» RICHIESTA: Cita alla lettera il testo sull'educazione finanziaria in Italia, partendo da "L’Italia è da" e terminando con "finanziaria in Italia.".

» TESTO SORGENTE:
__________________________________________________

L’Italia è da sempre in fondo alla classifica per l’educazione finanziaria, ma adesso si vede una luce in fondo al tunnel. Lo sostiene Annamaria Lusardi, fondatrice e direttrice del Gflec di Washington, nonché da pochi mesi presidente del Comitato nazionale per l’educazione finanziaria in Italia.

Nell’ultima indagine condotta tra i giovani dell’area Ocse, gli adolescenti italiani (età 15 anni) si sono posizionati a metà classifica. Non è il caso di gioire, anche perché il dato non si estende alle ragazze, ancora in fondo alla graduatoria dietro Brasile ed Indonesia. Ma resta il fatto che l’Italia, in media, è il Paese che è migliorato di più. A conferma che, finalmente, qualcosa si muove. Anche se a rilento.

“L’Italia può fare molti cambiamenti. E le donne non possono restare indietro”, afferma Lusardi, a cui il ministro dell’Economia, Pier Carlo Padoan, ha affidato la missione di mettere in atto una strategia nazionale, che sappia far convergere i tanti sforzi profusi in questi anni, spesso in maniera episodica e non organizzata.

__________________________________________________

» Righe di dati:
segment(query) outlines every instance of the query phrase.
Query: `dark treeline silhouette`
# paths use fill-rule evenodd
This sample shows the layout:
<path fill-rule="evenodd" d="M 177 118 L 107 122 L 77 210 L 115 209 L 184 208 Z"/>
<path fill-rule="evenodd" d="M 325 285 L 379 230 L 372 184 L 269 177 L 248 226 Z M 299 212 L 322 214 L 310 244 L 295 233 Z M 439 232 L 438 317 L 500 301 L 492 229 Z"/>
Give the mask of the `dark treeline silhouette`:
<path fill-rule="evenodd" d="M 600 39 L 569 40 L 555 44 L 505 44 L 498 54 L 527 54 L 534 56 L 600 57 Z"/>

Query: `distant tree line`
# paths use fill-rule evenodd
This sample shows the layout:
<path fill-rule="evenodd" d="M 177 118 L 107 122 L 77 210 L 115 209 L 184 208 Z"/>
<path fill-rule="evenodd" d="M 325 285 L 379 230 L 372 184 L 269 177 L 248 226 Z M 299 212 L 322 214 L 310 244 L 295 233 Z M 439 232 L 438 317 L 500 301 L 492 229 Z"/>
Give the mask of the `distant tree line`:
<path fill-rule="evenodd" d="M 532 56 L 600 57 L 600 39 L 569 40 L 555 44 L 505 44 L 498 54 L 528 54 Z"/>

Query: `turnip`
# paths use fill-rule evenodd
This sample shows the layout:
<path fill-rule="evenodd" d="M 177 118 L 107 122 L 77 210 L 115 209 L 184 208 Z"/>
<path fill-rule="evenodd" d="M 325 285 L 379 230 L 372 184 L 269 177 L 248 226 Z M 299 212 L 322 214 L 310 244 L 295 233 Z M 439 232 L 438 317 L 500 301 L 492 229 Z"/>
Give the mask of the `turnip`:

__________________________________________________

» SOLUZIONE PROPOSTA:
L’Italia è da sempre in fondo alla classifica per l’educazione finanziaria, ma adesso si vede una luce in fondo al tunnel. Lo sostiene Annamaria Lusardi, fondatrice e direttrice del Gflec di Washington, nonché da pochi mesi presidente del Comitato nazionale per l’educazione finanziaria in Italia.